---- QUOTED PASSAGE

Traffic?! No problem–zip in a chopper in ride-share scheme | Lifestyle.INQ

OCTOBER 27, 2022

Ascent CEO Lionel Sinai-Sinelnikoff (right) and Inaec president Benjamin “Jay” Lopez
Ascent CEO Lionel Sinai-Sinelnikoff (right) and Inaec president Benjamin “Jay” Lopez

It’s called the Squirrel, says Capt. Edgar Allan Carreon, describing the French-made helicopter (AS350B2) we will hop on, with him as pilot.


Carreon, a retired Philippine Air Force officer, is one of the pilots you might also meet—if you book a flight, Grab-style, with Ascent, a new helicopter ride-sharing service that will start operations in select Philippine cities on April 8.


Seconds after takeoff, we imagine hearing Wagner’s “Ride of the Valkyries” in the chopper scene in “Apocalypse Now.” But flying from the domestic airport in Pasay to Ayala and Edsa in just a few seconds, an upbeat track, like Brubeck’s “Take Five,” is more apt.


The six-minute spin that took us on a drone-like cruise over Manila Bay, Makati, and BGC actually felt like a slo-mo amusement ride—a fun experience for people who need to zip, for instance, from Naia to Clark, or from Quezon City to Tagaytay, to skip the traffic.

--------
---- ENTRIES PROVIDED

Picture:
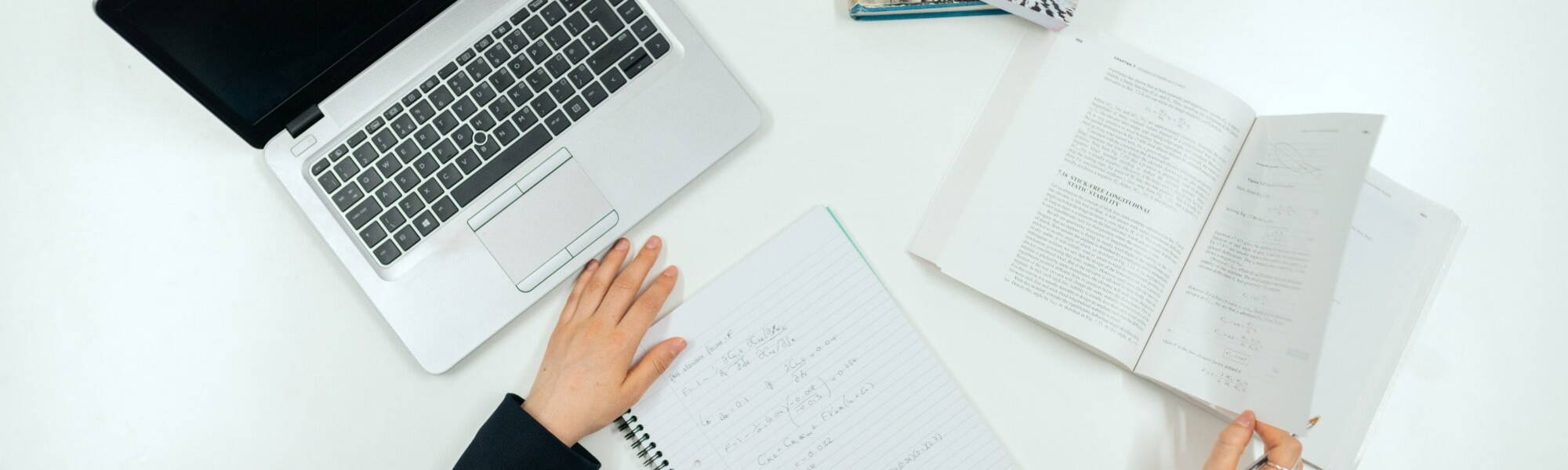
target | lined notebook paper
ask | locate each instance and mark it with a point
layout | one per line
(799, 358)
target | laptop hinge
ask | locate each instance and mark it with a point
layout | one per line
(305, 121)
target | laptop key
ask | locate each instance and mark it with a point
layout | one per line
(576, 24)
(520, 95)
(614, 81)
(658, 46)
(445, 151)
(465, 107)
(372, 234)
(482, 121)
(446, 123)
(595, 95)
(601, 13)
(387, 253)
(347, 168)
(423, 112)
(539, 52)
(412, 204)
(363, 214)
(557, 38)
(449, 176)
(347, 197)
(445, 209)
(484, 93)
(539, 81)
(463, 137)
(383, 140)
(427, 137)
(460, 84)
(426, 223)
(557, 67)
(543, 104)
(407, 237)
(576, 109)
(612, 52)
(595, 38)
(388, 195)
(630, 12)
(407, 151)
(644, 29)
(468, 162)
(496, 56)
(441, 98)
(402, 126)
(535, 27)
(524, 118)
(520, 67)
(501, 109)
(506, 132)
(557, 123)
(328, 183)
(390, 165)
(369, 179)
(575, 52)
(393, 219)
(581, 76)
(426, 165)
(503, 81)
(562, 90)
(430, 190)
(553, 13)
(532, 142)
(407, 179)
(515, 42)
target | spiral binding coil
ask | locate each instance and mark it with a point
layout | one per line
(644, 444)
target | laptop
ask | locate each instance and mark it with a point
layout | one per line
(460, 157)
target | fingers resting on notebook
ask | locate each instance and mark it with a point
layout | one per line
(587, 377)
(1282, 449)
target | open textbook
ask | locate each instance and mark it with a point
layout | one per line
(1161, 223)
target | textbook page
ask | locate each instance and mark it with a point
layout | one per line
(1396, 256)
(1097, 193)
(1244, 325)
(799, 358)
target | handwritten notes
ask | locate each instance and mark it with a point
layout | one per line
(800, 360)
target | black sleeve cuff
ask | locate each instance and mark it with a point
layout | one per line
(512, 439)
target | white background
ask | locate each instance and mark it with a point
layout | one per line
(165, 306)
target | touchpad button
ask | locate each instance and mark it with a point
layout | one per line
(543, 222)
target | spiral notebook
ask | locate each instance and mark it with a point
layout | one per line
(799, 358)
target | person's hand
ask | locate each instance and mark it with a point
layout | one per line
(587, 378)
(1282, 449)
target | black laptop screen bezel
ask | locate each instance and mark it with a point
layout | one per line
(314, 92)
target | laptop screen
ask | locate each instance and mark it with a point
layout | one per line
(247, 59)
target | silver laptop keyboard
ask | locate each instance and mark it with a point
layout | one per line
(434, 151)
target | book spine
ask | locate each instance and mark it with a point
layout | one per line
(642, 443)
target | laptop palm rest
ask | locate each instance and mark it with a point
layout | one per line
(535, 234)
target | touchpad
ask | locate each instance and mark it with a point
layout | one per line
(532, 234)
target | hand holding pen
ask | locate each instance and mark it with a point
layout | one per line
(1282, 450)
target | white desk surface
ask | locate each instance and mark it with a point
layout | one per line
(165, 306)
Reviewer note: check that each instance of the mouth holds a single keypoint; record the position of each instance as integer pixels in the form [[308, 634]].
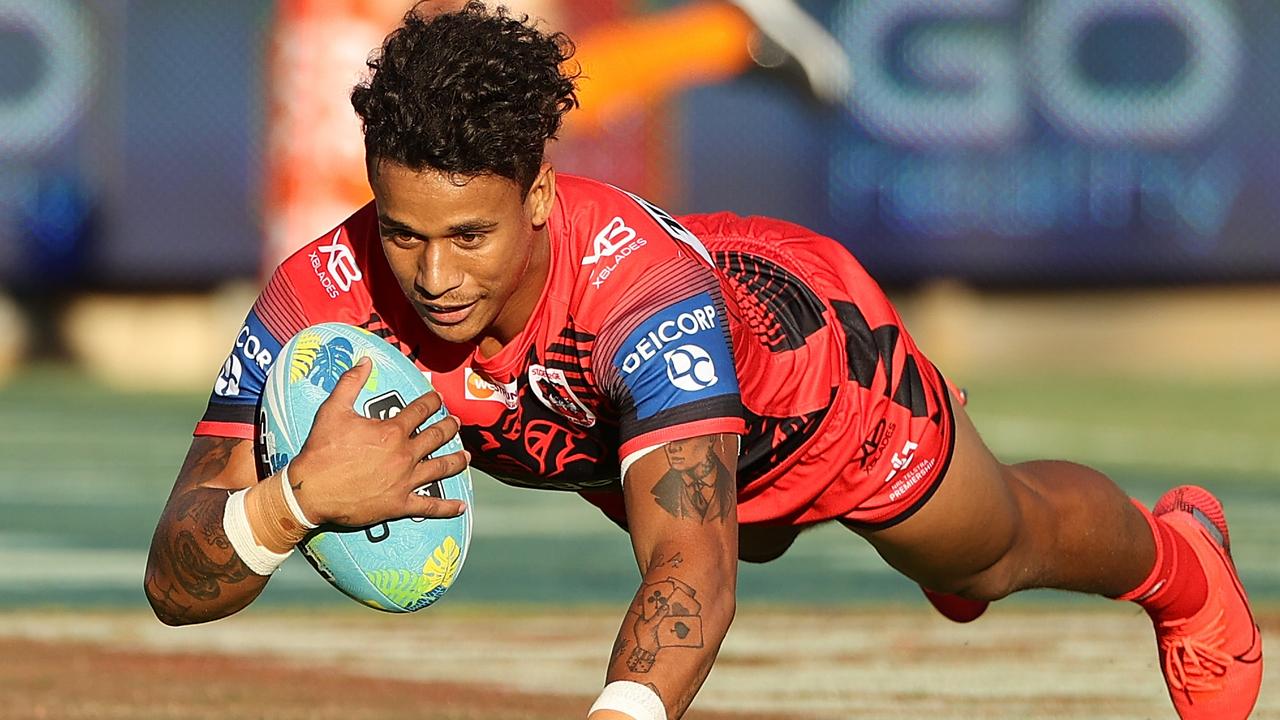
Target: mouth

--------

**BRIEF A**
Answer these from the helicopter ride-sharing article:
(i) What model designation is given for the French-made helicopter called the Squirrel?
(ii) On what date will Ascent start operations?
(iii) How long was the spin over Manila Bay, Makati, and BGC?
**BRIEF B**
Transcribe the part of the helicopter ride-sharing article starting with "It’s called the" and going on through "is more apt.".

**WRITTEN SOLUTION A**
(i) AS350B2
(ii) April 8
(iii) Six minutes

**WRITTEN SOLUTION B**
It’s called the Squirrel, says Capt. Edgar Allan Carreon, describing the French-made helicopter (AS350B2) we will hop on, with him as pilot.


Carreon, a retired Philippine Air Force officer, is one of the pilots you might also meet—if you book a flight, Grab-style, with Ascent, a new helicopter ride-sharing service that will start operations in select Philippine cities on April 8.


Seconds after takeoff, we imagine hearing Wagner’s “Ride of the Valkyries” in the chopper scene in “Apocalypse Now.” But flying from the domestic airport in Pasay to Ayala and Edsa in just a few seconds, an upbeat track, like Brubeck’s “Take Five,” is more apt.